Region pointing data:
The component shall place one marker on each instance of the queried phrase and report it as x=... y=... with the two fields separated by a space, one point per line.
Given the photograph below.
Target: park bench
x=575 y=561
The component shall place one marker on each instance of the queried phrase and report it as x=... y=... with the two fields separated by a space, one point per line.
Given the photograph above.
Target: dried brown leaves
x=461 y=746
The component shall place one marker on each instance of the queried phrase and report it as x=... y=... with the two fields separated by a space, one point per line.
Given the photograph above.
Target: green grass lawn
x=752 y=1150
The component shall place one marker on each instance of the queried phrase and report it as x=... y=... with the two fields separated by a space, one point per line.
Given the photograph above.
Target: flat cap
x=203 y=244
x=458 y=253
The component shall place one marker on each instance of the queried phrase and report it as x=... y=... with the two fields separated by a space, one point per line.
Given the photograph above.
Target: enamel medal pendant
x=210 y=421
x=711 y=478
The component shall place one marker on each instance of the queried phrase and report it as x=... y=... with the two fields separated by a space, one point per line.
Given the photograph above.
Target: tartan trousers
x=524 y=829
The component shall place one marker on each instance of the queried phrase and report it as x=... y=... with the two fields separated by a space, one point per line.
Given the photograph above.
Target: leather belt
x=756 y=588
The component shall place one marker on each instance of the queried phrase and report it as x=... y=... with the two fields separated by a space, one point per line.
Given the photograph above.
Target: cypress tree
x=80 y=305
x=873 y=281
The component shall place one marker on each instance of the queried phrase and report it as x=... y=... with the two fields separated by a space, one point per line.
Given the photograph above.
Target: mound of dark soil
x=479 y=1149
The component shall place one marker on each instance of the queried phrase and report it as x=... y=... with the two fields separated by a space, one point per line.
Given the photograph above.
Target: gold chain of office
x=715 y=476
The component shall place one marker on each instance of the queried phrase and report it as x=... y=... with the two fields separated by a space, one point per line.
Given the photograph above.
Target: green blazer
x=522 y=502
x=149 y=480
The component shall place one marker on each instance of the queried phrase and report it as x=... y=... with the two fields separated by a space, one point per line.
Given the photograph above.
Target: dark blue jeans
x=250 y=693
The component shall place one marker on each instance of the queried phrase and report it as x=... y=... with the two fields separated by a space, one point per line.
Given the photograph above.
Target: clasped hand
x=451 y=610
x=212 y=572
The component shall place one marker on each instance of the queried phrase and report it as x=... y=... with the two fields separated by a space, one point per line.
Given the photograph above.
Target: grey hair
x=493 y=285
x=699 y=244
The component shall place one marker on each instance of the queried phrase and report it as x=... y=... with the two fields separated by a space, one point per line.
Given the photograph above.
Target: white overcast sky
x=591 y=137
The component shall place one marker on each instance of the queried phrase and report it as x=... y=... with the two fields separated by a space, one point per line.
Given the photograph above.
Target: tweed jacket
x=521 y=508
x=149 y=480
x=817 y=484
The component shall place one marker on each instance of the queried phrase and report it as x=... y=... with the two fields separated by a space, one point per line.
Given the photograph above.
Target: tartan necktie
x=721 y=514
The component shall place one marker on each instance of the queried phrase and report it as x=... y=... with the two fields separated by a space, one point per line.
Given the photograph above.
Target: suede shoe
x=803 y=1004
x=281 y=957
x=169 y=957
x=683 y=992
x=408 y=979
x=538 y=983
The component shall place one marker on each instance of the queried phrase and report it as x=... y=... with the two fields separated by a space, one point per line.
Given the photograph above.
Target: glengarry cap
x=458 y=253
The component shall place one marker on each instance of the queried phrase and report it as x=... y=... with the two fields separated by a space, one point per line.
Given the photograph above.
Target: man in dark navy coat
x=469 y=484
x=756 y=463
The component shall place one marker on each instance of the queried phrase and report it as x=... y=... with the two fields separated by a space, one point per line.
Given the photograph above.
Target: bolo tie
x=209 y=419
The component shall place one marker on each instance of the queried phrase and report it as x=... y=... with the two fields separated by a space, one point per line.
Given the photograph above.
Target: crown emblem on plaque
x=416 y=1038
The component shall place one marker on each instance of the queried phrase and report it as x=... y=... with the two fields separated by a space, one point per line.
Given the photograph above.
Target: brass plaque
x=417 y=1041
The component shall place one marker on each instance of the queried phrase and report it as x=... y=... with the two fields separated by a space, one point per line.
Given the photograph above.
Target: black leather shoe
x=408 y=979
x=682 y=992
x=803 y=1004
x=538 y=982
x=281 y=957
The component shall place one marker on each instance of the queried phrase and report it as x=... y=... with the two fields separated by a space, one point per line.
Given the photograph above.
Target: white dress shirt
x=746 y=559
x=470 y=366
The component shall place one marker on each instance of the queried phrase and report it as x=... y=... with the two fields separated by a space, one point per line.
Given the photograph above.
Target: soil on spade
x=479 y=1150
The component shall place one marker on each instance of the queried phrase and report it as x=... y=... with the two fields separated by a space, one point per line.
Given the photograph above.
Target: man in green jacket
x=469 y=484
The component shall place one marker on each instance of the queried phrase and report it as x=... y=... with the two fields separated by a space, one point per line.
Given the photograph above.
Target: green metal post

What you should do: The answer should reproduce each entry above in full.

Task answer:
The component shall place one marker on each instance of the queried phrase and report it as x=... y=... with the two fields separated by a space, one point per line.
Given the photograph below.
Target: park bench
x=575 y=561
The component shall place one marker on each instance of the queried phrase and report it as x=... y=... with the two fields separated by a space, one point per line.
Given the photograph above.
Target: dried brown leaves
x=461 y=746
The component shall place one marker on each instance of the queried phrase and report it as x=... y=... with the two fields separated by a space, one point per line.
Given the photograph above.
Target: green grass lawn
x=752 y=1150
The component shall place one marker on each instance of the queried phrase and report it as x=... y=... with the two fields separated by a space, one point per line.
Given the photograph above.
Target: flat cap
x=203 y=244
x=458 y=253
The component shall place one marker on each instance of the queried phrase and report it as x=... y=... with the two fields separated by a space, one point per line.
Given the photograph above.
Target: enamel medal pendant
x=210 y=421
x=711 y=478
The component shall place one marker on each instance of the queried phrase and report it as x=... y=... with the two fields separated by a space, one point per line.
Given the photograph above.
Target: tartan trousers
x=524 y=829
The component shall place one marker on each instance of the queried phrase and report it as x=... y=... with the two fields separated by a space, one point per line.
Given the photograph above.
Target: leather belt
x=756 y=588
The component shall place one marker on each instance of the queried phrase and report it as x=... y=... with the two fields separated by a space, one point per line.
Given the photograph above.
Target: cypress tree
x=80 y=305
x=873 y=281
The component shall place one marker on each instance of the queried phrase and report it as x=... y=... with the two fields separated by a space, one point per line.
Given the photograph above.
Target: mound of dark soil
x=479 y=1149
The component shall place one marker on each instance of the queried phrase and report it as x=... y=... with the two fields separated by a space, one point per line.
Given the photograph above.
Target: gold chain of office
x=715 y=476
The component shall place one marker on each instance of the queried phrase and report it as x=... y=... with the two fields separated by a space, one point per line.
Given the photograph above.
Target: green blazer
x=522 y=502
x=149 y=480
The component shall place one marker on each instance of the queried phrase and report it as x=... y=... with the two fields separated by a space, one point per line.
Given the photograph above.
Target: dark blue jeans
x=250 y=693
The component shall place one marker on each instance of the queried phrase and report it as x=... y=... with the two fields separated by a space, one point per line.
Given the photograph above.
Target: clasped hand
x=451 y=610
x=212 y=572
The component shall place one marker on each instance of the queried phrase and report it as x=... y=... with the two fields separated by a space, one point per line.
Given the photograph above.
Target: grey hair
x=493 y=285
x=699 y=244
The component shall place one marker on each instance of the queried phrase and report it as x=... y=... with the two fields separated by a space, one point per line.
Given the photograph above.
Target: white overcast sky
x=591 y=137
The component shall place one marker on each instance of the queried phrase and report it as x=... y=... with the two fields separated by a space, one point per line.
Given the photograph above.
Target: tweed jacket
x=521 y=508
x=149 y=480
x=817 y=484
The component shall place one marker on each instance of the queried phrase and report it as x=... y=... with the two fields separated by a space, one point per line.
Given the photograph above.
Target: tartan necktie
x=721 y=514
The component shall place one marker on each instance of the queried phrase and report it as x=... y=... with the two fields separated by a space, one point per line.
Given the photograph above.
Target: suede shoe
x=803 y=1004
x=281 y=957
x=169 y=957
x=683 y=992
x=408 y=979
x=538 y=983
The component shall place one marker on each instance of the queried phrase and report it as x=... y=... with the two fields separated by a space, one point per line.
Given the photograph above.
Target: glengarry cap
x=458 y=253
The component shall place one marker on each instance of the queried phrase and report it as x=... y=... with the two fields separated by a space, one point per line.
Given the photograph above.
Target: man in dark navy coat
x=469 y=484
x=756 y=463
The component shall place one marker on each instance of the queried phrase and report it as x=... y=... with the two fields separated by a space, one point per line.
Given the photograph above.
Target: bolo tie
x=209 y=419
The component shall place one marker on each instance of the queried phrase and report it as x=... y=... with the two fields separated by a space, one point per line.
Given the photograph above.
Target: crown emblem on plaque
x=416 y=1038
The component shall place one marker on each instance of the queried phrase and report it as x=... y=... with the two fields separated by a space, one point per line.
Given the photograph above.
Target: brass plaque
x=417 y=1041
The component shall place one marker on each instance of the queried phrase and report it as x=... y=... with the two fields separated by a space, one point per line.
Given the photograph above.
Target: black leather shoe
x=408 y=979
x=682 y=992
x=803 y=1004
x=538 y=982
x=281 y=957
The component shall place one marker on each instance of the queried phrase and report it as x=... y=... with the two fields separated by a space, one point per line.
Given the photograph above.
Target: white dress shirt
x=746 y=559
x=470 y=366
The component shall place one marker on each instance of the queried phrase and report it as x=... y=... with the two fields separated by a space, one point per line.
Given the photograph above.
Target: soil on spade
x=479 y=1150
The component shall place one marker on each instance of the queried phrase and report it as x=... y=... with the two fields separated by a space, one point per line.
Given the photograph above.
Target: man in green jacket
x=469 y=484
The component shall place one marker on each instance of the queried phrase and report it as x=... y=... with the two fields separated by a space, one point per line.
Given the photograph above.
Target: green metal post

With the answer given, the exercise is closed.